Your assignment: Determine how many lines in the listing that follows include "shrub". Answer only with that number.
Dataset content Start Marker
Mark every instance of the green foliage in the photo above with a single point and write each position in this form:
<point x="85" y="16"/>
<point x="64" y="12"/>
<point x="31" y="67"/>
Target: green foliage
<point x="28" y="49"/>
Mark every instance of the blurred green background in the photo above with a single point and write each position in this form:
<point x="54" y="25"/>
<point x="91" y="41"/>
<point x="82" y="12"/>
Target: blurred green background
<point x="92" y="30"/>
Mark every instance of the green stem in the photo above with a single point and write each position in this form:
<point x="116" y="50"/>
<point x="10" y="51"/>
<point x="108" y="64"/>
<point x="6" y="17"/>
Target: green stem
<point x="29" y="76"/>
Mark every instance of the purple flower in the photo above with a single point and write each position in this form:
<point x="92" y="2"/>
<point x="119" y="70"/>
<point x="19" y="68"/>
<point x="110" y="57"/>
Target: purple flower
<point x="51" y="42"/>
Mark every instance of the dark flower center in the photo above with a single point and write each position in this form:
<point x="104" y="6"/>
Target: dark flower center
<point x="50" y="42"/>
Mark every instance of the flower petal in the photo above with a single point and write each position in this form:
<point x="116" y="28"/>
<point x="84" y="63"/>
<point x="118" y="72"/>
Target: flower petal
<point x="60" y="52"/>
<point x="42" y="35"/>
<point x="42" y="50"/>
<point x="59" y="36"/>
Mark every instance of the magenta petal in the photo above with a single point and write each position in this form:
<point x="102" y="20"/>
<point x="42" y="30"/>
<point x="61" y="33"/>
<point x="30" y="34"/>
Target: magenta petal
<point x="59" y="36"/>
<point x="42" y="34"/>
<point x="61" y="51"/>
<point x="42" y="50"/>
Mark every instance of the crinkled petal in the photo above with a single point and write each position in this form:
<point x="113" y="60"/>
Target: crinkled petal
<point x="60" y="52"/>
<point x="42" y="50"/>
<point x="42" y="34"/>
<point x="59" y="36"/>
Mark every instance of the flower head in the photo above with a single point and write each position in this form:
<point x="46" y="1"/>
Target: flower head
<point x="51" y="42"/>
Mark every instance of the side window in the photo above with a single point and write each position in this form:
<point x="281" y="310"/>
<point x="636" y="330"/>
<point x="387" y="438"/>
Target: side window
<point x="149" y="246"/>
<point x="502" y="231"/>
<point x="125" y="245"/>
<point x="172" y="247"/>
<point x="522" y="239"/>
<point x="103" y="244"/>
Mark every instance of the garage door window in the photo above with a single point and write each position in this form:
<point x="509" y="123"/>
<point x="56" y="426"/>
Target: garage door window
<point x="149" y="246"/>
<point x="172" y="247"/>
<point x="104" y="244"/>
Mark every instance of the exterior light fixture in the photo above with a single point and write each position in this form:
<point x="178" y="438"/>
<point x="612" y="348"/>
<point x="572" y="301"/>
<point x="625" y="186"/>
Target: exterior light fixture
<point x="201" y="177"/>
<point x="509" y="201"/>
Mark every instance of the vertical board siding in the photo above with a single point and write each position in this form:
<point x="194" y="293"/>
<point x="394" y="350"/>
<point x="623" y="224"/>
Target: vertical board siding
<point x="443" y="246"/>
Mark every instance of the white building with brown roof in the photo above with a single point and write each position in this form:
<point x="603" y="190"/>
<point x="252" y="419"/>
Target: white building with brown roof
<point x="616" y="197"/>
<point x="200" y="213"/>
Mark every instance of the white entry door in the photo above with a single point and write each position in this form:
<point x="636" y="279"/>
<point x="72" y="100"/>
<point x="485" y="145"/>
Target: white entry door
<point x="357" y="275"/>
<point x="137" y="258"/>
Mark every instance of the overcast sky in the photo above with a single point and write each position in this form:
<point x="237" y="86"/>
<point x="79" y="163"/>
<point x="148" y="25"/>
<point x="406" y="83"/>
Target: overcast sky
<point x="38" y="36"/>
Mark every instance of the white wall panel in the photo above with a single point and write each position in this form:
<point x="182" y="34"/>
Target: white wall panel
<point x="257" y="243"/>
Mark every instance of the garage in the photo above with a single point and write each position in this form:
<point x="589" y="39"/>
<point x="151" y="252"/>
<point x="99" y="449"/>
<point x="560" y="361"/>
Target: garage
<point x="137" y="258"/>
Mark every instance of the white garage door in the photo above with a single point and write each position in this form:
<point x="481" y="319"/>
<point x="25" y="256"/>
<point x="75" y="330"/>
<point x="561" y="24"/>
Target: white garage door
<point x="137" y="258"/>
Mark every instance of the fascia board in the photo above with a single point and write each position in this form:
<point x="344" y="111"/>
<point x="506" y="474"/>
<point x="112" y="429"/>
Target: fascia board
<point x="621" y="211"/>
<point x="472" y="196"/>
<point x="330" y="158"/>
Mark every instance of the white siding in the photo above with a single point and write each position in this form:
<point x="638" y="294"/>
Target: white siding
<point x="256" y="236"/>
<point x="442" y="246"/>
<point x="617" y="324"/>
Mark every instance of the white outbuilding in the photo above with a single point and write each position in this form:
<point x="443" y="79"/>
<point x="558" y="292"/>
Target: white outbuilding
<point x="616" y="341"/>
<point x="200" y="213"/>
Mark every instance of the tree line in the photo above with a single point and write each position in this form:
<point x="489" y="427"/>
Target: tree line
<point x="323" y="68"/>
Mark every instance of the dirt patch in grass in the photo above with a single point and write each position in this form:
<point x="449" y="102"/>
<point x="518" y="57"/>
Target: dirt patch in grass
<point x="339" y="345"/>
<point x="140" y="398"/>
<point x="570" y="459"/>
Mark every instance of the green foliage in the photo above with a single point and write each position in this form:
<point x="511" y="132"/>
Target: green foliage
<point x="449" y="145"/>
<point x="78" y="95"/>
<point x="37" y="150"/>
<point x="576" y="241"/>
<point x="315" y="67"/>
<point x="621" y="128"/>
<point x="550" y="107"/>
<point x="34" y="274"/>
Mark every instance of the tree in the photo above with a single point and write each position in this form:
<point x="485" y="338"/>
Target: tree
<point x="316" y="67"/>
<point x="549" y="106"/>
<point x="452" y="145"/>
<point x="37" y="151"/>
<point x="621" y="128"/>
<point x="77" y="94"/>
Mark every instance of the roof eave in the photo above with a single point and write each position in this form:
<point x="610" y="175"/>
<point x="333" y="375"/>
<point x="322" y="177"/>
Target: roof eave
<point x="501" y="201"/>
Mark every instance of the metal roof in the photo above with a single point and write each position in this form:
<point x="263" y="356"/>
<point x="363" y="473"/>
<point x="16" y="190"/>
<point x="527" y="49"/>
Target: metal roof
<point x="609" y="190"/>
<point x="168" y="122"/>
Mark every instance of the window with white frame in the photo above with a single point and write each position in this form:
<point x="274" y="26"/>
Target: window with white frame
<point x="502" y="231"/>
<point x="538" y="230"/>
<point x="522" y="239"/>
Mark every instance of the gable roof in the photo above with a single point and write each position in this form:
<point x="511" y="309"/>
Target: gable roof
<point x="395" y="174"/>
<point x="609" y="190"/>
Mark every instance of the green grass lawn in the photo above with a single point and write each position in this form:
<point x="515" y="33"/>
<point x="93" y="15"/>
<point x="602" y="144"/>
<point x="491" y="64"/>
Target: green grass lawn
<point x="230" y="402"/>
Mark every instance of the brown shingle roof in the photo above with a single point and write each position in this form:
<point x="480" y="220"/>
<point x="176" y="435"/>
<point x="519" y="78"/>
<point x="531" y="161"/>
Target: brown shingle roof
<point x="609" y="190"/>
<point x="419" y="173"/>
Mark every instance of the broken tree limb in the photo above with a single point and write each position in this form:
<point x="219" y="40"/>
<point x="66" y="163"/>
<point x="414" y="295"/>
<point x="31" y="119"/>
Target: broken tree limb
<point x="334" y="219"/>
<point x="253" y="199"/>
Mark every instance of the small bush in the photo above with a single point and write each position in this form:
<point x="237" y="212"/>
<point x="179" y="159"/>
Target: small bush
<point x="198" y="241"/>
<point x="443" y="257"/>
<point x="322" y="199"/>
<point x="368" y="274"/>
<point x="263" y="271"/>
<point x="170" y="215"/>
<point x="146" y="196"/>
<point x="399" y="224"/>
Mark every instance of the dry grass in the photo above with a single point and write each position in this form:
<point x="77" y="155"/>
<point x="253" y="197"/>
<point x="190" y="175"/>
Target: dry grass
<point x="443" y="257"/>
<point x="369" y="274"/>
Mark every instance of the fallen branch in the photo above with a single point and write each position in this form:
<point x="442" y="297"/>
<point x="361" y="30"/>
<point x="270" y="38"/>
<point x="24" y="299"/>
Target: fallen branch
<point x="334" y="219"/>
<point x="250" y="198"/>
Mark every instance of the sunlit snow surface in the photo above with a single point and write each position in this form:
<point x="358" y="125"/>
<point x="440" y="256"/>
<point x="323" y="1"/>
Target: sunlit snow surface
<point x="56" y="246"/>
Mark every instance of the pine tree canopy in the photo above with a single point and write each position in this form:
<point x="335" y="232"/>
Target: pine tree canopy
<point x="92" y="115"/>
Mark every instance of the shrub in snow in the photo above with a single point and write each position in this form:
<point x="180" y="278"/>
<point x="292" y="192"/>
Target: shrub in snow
Dataset content End Marker
Finished task: 2